### [Records to process]
=== Section Start ===

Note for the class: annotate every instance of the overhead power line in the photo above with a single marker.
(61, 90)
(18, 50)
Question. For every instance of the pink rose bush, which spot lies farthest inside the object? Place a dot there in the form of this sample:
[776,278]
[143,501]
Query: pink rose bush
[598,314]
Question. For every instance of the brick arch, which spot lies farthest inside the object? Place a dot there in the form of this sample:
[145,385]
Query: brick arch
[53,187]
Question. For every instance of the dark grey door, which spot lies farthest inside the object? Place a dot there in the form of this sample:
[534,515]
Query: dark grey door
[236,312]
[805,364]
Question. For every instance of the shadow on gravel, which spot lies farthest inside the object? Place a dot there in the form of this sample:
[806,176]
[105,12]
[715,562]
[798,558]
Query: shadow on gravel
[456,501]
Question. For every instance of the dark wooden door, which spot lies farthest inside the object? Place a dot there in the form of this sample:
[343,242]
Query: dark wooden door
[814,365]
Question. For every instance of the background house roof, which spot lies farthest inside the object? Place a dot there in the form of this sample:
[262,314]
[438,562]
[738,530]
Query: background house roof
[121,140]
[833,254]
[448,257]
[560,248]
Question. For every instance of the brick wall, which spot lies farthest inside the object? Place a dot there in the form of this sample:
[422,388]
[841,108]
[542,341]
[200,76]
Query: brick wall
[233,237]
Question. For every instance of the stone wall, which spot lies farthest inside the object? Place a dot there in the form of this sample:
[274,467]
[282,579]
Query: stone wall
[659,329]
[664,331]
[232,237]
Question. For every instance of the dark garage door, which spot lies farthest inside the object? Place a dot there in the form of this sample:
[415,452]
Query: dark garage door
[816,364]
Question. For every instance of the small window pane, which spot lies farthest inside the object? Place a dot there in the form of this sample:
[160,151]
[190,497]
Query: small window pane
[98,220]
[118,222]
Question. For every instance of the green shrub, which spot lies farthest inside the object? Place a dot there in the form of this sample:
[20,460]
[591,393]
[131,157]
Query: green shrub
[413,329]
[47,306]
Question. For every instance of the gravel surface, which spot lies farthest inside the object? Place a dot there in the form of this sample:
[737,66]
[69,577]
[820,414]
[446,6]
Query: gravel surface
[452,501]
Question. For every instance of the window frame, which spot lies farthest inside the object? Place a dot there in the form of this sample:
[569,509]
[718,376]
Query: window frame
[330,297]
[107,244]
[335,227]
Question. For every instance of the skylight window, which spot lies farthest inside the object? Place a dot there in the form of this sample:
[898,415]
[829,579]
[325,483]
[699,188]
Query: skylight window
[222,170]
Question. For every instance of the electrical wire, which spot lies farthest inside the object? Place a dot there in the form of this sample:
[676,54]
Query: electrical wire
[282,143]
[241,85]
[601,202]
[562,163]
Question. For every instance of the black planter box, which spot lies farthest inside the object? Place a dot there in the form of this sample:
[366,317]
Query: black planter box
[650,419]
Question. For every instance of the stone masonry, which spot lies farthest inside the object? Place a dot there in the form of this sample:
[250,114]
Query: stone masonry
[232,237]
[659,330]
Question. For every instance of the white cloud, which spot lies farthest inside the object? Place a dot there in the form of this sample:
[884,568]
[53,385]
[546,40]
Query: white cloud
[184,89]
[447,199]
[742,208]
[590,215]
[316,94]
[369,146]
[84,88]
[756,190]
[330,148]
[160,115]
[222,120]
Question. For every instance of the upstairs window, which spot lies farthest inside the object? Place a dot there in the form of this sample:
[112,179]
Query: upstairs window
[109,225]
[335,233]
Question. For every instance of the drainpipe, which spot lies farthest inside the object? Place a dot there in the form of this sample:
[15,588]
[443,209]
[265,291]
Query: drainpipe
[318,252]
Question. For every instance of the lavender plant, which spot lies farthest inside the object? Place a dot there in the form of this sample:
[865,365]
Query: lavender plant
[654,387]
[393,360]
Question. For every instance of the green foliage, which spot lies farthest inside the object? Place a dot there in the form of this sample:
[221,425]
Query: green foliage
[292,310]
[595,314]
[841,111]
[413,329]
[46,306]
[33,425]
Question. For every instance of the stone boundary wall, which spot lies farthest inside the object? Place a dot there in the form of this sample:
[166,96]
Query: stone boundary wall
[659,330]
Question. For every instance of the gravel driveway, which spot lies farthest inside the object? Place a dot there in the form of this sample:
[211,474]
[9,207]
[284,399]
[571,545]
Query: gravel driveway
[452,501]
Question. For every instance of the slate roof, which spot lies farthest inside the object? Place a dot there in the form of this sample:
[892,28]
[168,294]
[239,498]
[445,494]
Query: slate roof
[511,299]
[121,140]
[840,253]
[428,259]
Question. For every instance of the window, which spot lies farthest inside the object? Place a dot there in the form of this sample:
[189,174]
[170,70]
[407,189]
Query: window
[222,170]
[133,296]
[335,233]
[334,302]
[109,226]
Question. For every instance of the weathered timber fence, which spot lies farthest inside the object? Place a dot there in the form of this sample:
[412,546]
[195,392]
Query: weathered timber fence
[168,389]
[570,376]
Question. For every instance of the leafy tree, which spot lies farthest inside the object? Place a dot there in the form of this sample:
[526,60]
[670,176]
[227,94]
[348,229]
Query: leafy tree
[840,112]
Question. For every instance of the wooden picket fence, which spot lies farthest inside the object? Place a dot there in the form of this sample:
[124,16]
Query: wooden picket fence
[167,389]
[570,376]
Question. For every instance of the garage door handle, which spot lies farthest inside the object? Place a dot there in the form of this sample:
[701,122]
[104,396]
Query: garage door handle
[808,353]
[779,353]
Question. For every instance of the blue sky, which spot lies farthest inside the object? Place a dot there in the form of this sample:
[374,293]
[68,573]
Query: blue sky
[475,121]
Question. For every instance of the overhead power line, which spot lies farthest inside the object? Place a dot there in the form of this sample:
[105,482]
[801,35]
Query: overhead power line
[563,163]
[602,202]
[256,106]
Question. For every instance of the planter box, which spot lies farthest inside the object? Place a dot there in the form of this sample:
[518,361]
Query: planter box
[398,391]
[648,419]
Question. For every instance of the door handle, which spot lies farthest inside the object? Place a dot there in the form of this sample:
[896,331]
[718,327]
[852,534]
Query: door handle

=== Section End ===

### [About this exercise]
Output every record above exactly as it was given.

### [Solution for this problem]
Note for the class: annotate every instance of the overhead power line in the photo above with a single marker.
(61, 90)
(18, 50)
Question. For every instance of the pink rose bush, which spot lies farthest inside the object? Place a dot there in the form of this sample:
[776,278]
[143,501]
Query: pink rose bush
[598,314]
Question. For every instance of the brick arch, which spot lies farthest inside the object? Place a dot there in the form of this sample:
[145,385]
Query: brick arch
[53,187]
Question. For every instance of the dark grey door, which spot lies farthest inside the object? Place a dot there in the form of this sample:
[534,515]
Query: dark grey door
[236,312]
[805,364]
Question. For every instance of the shadow on gravel, which spot lies farthest inside the object? Place a dot there in the form of this sample:
[806,176]
[105,12]
[715,562]
[798,558]
Query: shadow on gravel
[456,501]
Question. For every instance of the dark wooden door, which spot lies farthest inside the object? Place a dot there in the form of this sample:
[343,242]
Query: dark wooden door
[814,365]
Question. For every instance of the background house roof, which spot lies farthest inside the object? Place a dot there in the form of this sample:
[262,314]
[438,562]
[738,530]
Query: background house roof
[121,140]
[833,254]
[448,257]
[560,248]
Question. For every instance of the brick wall, which spot lies farthest inside the object? Place a dot there in the form of this sample:
[422,388]
[841,108]
[542,341]
[200,76]
Query: brick wall
[233,237]
Question. For every instance of the stone wall, which spot lies farthest inside the object? Place a dot there in the form of this sample:
[274,467]
[282,579]
Query: stone wall
[659,329]
[664,331]
[232,237]
Question. For every instance of the dark garage door, which spot lies farthest inside the object? Place a dot there in the form of this sample:
[415,452]
Query: dark garage door
[816,364]
Question. For every instance of the small window pane, which spot lies farthest inside the object? Place a dot there in the form of this sample:
[160,151]
[190,497]
Query: small window pane
[98,220]
[118,222]
Question. For every instance of the green shrub, which spot lies farthest inside the object? Place a dot there in the form of this sample:
[20,460]
[591,393]
[131,157]
Query: green shrub
[413,329]
[47,306]
Question. For every instance of the gravel surface, which spot lies farthest inside the object? Place a dot there in the form of this sample:
[737,66]
[69,577]
[820,414]
[446,6]
Query: gravel surface
[452,501]
Question. For every instance of the window frame, which spot lies farthest inside the object? Place a dot there in the form of this sample:
[569,509]
[718,376]
Query: window frame
[330,297]
[107,244]
[335,227]
Question. For every instance of the skylight window, which spot lies farthest inside the object? Place a dot there in the form of this sample:
[898,415]
[829,579]
[325,483]
[699,188]
Query: skylight window
[222,170]
Question. For every instance of the electrical wire, which spot lies farthest inside the object? Place a dot there in the form of this sample:
[676,54]
Query: electrical wire
[282,143]
[241,85]
[601,202]
[562,163]
Question. For every instance of the black planter box, which spot lies farthest inside the object? Place a dot there in the form of this sample:
[366,317]
Query: black planter box
[650,419]
Question. For every instance of the stone masonry, which spot lies farthest inside the object? Place a dot there in the form of this sample:
[250,114]
Query: stone masonry
[232,237]
[659,330]
Question. For every instance of the white cloud, which spot lies farthest inside the object? Place a dot there in the form of this sample:
[884,568]
[53,385]
[546,40]
Query: white cloud
[184,89]
[447,199]
[742,208]
[590,215]
[316,94]
[369,146]
[84,88]
[756,190]
[330,148]
[160,115]
[222,120]
Question. For every instance of the upstairs window, which spot lies farthest inside the object? Place a dot there in the form of this sample:
[112,179]
Query: upstairs window
[109,225]
[335,233]
Question. For every instance of the drainpipe, which spot lies farthest inside the object? Place a dot there in the form of this sample:
[15,588]
[443,209]
[265,291]
Query: drainpipe
[318,252]
Question. For every instance of the lavender plant, which spot lies farthest inside the object? Place a dot there in the form of this sample:
[865,365]
Query: lavender plant
[654,387]
[393,360]
Question. For every instance of the green foliage, which spot lies farthest inside the object? Place a dot there in the form of this sample:
[221,425]
Query: green foliage
[292,310]
[595,314]
[841,111]
[413,329]
[46,306]
[33,425]
Question. For every instance of the stone boundary wall, which spot lies farthest inside the object? Place a dot there in the form of this sample:
[166,96]
Query: stone boundary wall
[659,330]
Question. For every instance of the gravel driveway, which spot lies farthest inside the object? Place a dot there in the form of this sample:
[211,474]
[9,207]
[284,399]
[571,545]
Query: gravel driveway
[452,501]
Question. For every instance of the slate roof, which spot lies farthest inside the object? Place a dot there in the form of this sample:
[892,28]
[168,294]
[239,498]
[445,494]
Query: slate roof
[511,299]
[121,140]
[840,253]
[428,259]
Question. For every instance of the window, which spot lies farthest inside the object? Place a dot there in the form of this sample:
[189,174]
[170,70]
[407,189]
Query: window
[222,170]
[133,296]
[335,233]
[334,302]
[109,226]
Question. For every instance of the weathered timber fence, which spot lies farthest inside the object? Place a dot there in the form of this sample:
[412,546]
[195,392]
Query: weathered timber fence
[168,389]
[570,376]
Question. For every instance of the leafy tree, which spot lies farthest inside the object? Place a dot there in the form of this sample:
[526,60]
[670,176]
[227,94]
[348,229]
Query: leafy tree
[840,112]
Question. For every instance of the wooden picket fence, which spot lies farthest inside the object? Place a dot there in the form of this sample:
[124,16]
Query: wooden picket fence
[167,389]
[570,376]
Question. For every instance of the garage door handle, which spot lies farthest inside the object? Place a dot there in the form of this sample:
[701,122]
[104,396]
Query: garage door handle
[808,353]
[779,353]
Question. For every instance of the blue sky, which spot lies farthest inside the object? Place a dot there in the form of this sample:
[374,293]
[68,573]
Query: blue sky
[475,121]
Question. For every instance of the overhead power line, which spot lies farthest inside the object? Place a dot there in the form of this sample:
[105,482]
[801,35]
Query: overhead power line
[563,163]
[602,202]
[256,106]
Question. For every instance of the planter box, which spot lies farthest inside the object? Place a dot there in the form of this sample:
[518,361]
Query: planter box
[398,391]
[648,419]
Question. For every instance of the door handle, which spot lies farthest inside the object? Place a dot there in the form of this sample:
[896,331]
[718,327]
[852,534]
Query: door handle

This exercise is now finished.